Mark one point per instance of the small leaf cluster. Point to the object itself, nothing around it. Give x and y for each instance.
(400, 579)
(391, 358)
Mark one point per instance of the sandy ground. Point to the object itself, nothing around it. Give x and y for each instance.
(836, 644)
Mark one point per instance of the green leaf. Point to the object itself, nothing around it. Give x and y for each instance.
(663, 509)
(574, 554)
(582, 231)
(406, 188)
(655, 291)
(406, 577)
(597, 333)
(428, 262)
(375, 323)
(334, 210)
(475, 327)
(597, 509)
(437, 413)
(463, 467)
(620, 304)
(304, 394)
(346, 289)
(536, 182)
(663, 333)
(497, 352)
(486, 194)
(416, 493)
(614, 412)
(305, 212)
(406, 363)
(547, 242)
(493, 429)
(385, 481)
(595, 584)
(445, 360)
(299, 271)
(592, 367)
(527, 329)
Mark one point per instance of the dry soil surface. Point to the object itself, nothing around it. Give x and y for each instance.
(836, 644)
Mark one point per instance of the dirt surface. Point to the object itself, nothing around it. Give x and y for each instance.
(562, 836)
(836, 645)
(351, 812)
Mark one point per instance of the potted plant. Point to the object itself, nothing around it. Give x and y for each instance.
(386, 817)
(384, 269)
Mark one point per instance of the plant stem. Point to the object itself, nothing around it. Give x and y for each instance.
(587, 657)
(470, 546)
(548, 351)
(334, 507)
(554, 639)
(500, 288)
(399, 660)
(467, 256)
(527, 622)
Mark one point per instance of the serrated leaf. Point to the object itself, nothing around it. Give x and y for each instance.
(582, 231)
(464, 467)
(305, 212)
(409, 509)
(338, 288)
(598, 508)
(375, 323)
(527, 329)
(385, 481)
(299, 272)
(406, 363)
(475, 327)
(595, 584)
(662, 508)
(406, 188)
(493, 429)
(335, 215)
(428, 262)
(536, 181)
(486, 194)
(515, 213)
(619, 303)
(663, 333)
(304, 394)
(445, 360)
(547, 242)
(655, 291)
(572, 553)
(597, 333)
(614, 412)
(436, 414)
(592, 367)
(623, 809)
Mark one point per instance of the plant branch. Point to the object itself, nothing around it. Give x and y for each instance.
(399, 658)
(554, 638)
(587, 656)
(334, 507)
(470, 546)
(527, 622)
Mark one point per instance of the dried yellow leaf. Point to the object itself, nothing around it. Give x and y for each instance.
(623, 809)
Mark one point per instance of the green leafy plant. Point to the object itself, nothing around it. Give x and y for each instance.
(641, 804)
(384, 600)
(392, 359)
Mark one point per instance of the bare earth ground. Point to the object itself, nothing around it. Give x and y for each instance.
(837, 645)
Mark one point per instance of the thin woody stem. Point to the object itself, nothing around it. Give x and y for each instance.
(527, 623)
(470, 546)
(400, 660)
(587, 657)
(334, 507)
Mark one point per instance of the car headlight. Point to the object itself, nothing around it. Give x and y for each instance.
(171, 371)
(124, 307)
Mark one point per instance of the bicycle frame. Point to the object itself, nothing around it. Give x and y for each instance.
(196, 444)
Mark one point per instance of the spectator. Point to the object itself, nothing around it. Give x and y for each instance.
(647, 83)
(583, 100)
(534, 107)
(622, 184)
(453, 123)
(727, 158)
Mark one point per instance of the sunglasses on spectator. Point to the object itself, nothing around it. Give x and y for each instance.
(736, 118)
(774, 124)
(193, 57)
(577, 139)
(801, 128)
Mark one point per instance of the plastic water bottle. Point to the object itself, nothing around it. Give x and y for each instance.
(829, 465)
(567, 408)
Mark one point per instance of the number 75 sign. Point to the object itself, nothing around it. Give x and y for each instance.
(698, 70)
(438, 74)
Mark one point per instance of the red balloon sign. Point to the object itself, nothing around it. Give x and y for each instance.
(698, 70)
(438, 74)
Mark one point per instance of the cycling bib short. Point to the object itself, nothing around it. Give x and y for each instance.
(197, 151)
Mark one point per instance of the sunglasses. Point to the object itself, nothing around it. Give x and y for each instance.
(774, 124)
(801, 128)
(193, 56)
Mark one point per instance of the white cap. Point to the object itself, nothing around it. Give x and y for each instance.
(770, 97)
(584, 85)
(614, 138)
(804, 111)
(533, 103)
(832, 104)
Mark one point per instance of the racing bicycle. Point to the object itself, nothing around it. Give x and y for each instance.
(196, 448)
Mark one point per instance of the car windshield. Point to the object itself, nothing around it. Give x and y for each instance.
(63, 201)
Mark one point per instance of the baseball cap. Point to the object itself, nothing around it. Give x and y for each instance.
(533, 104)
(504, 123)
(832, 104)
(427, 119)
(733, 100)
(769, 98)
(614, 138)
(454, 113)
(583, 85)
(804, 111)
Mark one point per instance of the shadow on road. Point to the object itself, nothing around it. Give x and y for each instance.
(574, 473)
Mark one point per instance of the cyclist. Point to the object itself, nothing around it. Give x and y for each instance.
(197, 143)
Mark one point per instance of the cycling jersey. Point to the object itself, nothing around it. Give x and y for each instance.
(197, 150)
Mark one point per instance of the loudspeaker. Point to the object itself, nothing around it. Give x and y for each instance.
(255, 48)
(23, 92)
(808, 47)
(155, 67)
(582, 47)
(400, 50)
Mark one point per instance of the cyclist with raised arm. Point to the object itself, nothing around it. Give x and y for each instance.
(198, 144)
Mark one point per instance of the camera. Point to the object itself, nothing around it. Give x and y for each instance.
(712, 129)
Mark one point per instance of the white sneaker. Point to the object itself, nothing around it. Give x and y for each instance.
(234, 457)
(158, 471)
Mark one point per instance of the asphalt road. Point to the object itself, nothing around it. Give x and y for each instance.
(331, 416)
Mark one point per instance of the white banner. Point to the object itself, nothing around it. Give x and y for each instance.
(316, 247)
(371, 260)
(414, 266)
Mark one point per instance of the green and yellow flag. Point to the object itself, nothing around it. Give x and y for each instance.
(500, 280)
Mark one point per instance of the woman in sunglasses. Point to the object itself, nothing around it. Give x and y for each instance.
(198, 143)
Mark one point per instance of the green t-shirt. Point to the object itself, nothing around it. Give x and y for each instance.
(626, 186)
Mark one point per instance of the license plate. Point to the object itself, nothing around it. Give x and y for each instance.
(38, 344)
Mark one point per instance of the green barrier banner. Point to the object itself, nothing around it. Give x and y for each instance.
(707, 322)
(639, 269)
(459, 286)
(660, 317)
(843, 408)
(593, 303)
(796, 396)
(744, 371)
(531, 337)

Exercise requirements:
Would you output the lines from the one that contains "Mark one point per instance of the woman" to the end of the data, both ends included, exactly as they appear?

Result of the task:
Mark one point per instance of the woman in sunglasses. Point to the object itself, nothing around it. Give x and y for each instance.
(198, 143)
Mark one point per instance of the green t-shirt. Point to the object itself, nothing around it. Give x and y for each instance.
(626, 186)
Mark one point per instance of the license plate. Point to the object itself, nothing around it. Give x and y for each instance.
(38, 344)
Mark one point per instance of the green barrier banner. Point to the object itself, nothing around it. Give x and y for each instance.
(707, 322)
(639, 269)
(459, 286)
(660, 317)
(843, 408)
(593, 303)
(796, 396)
(744, 371)
(531, 337)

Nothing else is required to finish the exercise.